* Consegna: Riporta parola per parola il passo dell'articolo sull'omicidio di Garlasco che va da "Il mistero sul" fino a "una presenza femminile.".

* Testo della pagina:
_____
Il mistero sul Dna femminile vicino al corpo di Chiara Poggi, le tracce dimenticate nelle prime indagini su Garlasco: i tre reperti senza identità


Quando Chiara Poggi è stata uccisa il 13 agosto 2007, il killer non era solo nella villetta di via Pascoli a Garlasco. Su questa ipotesi si basa la nuova inchiesta della procura di Pavia, che vede indagato per concorso in omicidio con altre persone Andrea Sempio, amico del fratello della vittima. Che ci fossero altre persone quel giorno lo indicherebbero i nuovi accertamenti, molti dei quali ancora coperti da strettissimo riserbo. E in più una serie di elementi riemersi dalle decine di pagine della vecchia inchiesta, come riporta sul Tempo Rita Cavallaro. Il tutto porterebbe a pensare che in casa al momento dell’omicidio ci fosse una presenza femminile.
I tre profili genetici senza identità
Dai vecchi atti di indagine sull’omicidio di Garlasco sarebbe emerso un Dna appartenente a una donna. Escluso però che si tratti di Chiara Poggi. Lo dimostra, ricorda il Tempo, quanto scritto nella relazione biodattilo del 2007 redatta dal Ris di Parma. È in quella classificazione dei reperti generici che vengono indicati con l’etichetta di «vittima» quelli corrispondenti al codice genetico appunto di Chiara Poggi. Quelle invece rimasti sotto i «profili X», quindi non identificati, sono il reperto numero 57 prelevato dalla «maniglia porta a soffietto», il numero 59 preso dalla «leva miscelatore bagno» e il numero 60 dalla «maniglia porta di ingresso».
I sopralluoghi del Ris di Parma nel 2007
I reperti sono stati raccolti dai primi sopralluoghi dei carabinieri sotto il comando del generale Luciano Garofalo, oggi diviso tra il ruolo di consulente dell’indagato Andrea Sempio e presenza fissa in Tv come memoria storica di quelle indagini. Erano stati presi appunto dalla porta a soffietto della cantina, dove era stato gettato il corpo della vittima. Poi dalla leva del rubinetto del bagno, dove secondo i giudici che hanno condannato Alberto Stasi, l’omicida si sarebbe ripulito dal sangue, le cui tracce non sono mai state trovate addosso al fidanzato della vittima. E poi c’è l’impronta 10, lasciata da uno degli aggressori di Chiara Poggi ormai in fuga.
_____
* Dati di partenza:
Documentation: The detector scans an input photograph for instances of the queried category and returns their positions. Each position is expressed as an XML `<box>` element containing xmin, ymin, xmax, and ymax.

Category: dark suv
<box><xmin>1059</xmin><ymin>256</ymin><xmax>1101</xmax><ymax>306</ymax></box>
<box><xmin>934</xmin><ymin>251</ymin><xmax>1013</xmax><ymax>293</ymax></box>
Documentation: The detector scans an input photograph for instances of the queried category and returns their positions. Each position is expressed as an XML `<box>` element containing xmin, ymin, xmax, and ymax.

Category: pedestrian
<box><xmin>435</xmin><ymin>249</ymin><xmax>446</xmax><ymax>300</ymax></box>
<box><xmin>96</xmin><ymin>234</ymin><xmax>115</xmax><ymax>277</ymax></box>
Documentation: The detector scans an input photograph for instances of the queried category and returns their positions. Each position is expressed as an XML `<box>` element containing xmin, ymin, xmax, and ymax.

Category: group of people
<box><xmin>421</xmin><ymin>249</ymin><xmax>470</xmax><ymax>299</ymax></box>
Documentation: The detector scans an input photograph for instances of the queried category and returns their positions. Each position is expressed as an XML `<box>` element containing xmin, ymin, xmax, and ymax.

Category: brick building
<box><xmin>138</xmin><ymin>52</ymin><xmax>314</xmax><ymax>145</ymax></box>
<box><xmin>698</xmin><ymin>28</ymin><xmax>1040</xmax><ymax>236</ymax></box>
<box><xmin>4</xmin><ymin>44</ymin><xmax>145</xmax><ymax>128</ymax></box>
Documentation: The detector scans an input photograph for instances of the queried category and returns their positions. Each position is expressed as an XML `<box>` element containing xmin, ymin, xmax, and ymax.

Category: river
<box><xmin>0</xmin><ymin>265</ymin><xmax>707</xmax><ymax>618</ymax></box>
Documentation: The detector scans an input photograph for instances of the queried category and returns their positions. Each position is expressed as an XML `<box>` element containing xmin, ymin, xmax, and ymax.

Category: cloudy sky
_____
* Risposta scritta:
Il mistero sul Dna femminile vicino al corpo di Chiara Poggi, le tracce dimenticate nelle prime indagini su Garlasco: i tre reperti senza identità


Quando Chiara Poggi è stata uccisa il 13 agosto 2007, il killer non era solo nella villetta di via Pascoli a Garlasco. Su questa ipotesi si basa la nuova inchiesta della procura di Pavia, che vede indagato per concorso in omicidio con altre persone Andrea Sempio, amico del fratello della vittima. Che ci fossero altre persone quel giorno lo indicherebbero i nuovi accertamenti, molti dei quali ancora coperti da strettissimo riserbo. E in più una serie di elementi riemersi dalle decine di pagine della vecchia inchiesta, come riporta sul Tempo Rita Cavallaro. Il tutto porterebbe a pensare che in casa al momento dell’omicidio ci fosse una presenza femminile.